**Data excerpts:**
# # # #
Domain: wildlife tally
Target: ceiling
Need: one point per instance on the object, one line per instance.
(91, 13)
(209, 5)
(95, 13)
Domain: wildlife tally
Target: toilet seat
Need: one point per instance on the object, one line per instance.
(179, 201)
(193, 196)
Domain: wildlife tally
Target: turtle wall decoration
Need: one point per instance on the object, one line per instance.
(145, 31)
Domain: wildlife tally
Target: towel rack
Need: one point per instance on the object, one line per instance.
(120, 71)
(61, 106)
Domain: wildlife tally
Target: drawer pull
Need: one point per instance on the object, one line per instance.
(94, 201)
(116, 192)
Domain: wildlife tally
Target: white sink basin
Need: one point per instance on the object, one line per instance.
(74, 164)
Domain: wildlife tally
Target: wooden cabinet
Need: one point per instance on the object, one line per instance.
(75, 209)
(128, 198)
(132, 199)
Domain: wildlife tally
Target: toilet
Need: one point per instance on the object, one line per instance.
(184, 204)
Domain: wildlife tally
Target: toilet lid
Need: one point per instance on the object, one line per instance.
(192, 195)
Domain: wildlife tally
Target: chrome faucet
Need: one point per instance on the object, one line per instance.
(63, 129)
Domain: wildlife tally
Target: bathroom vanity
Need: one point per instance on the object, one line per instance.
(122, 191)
# # # #
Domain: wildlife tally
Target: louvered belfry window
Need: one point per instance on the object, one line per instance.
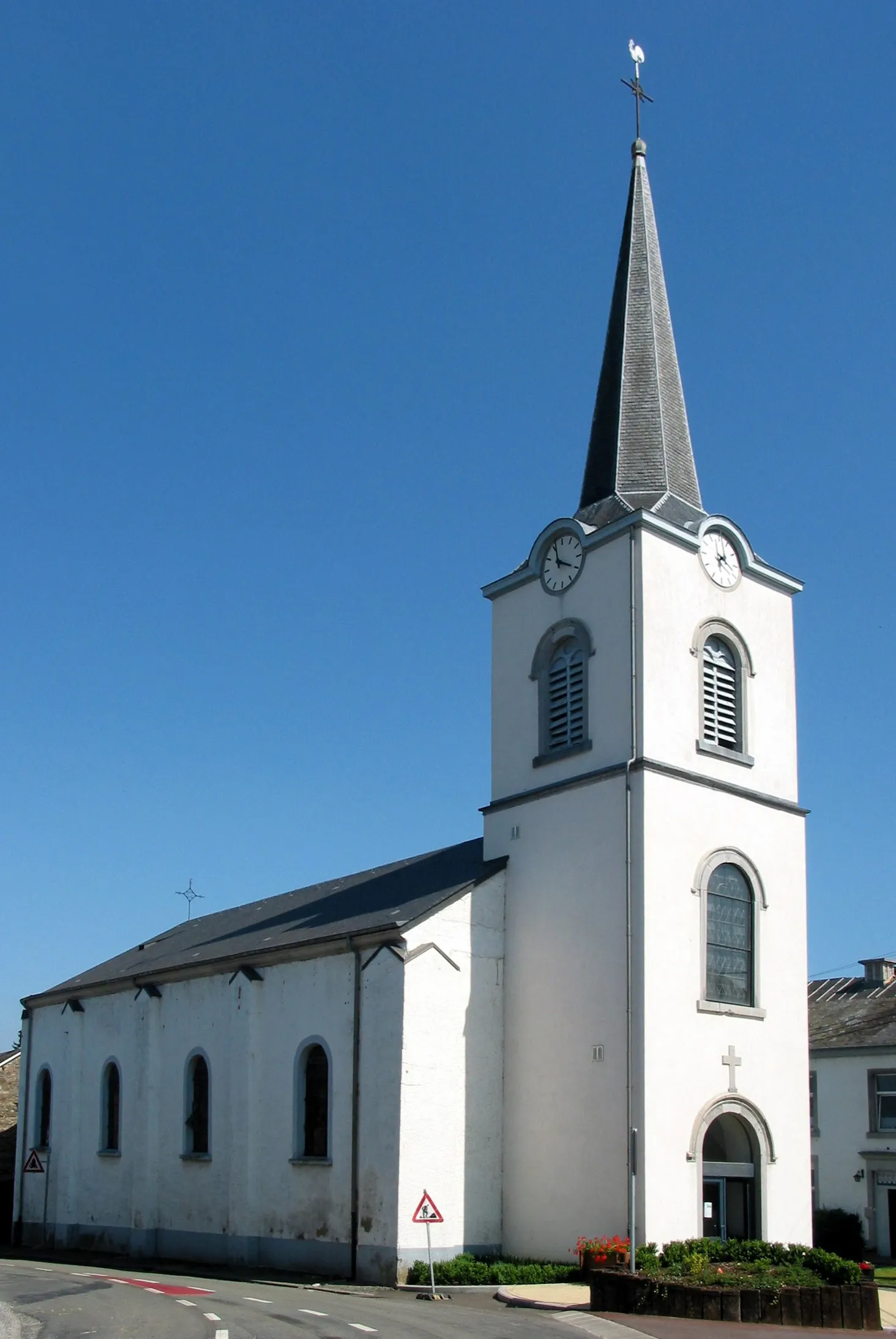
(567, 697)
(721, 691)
# # # #
**Exercise details:** From the entries, report each line that includes the word "Target".

**Answer space:**
Target: ceiling
Target: toilet seat
Target: turtle wall decoration
Target: towel rack
Target: drawer pull
Target: white sink basin
Target: wooden cabinet
Target: toilet
Target: toilet lid
Target: chrome faucet
Target: bathroom vanity
Target: louvered belfry window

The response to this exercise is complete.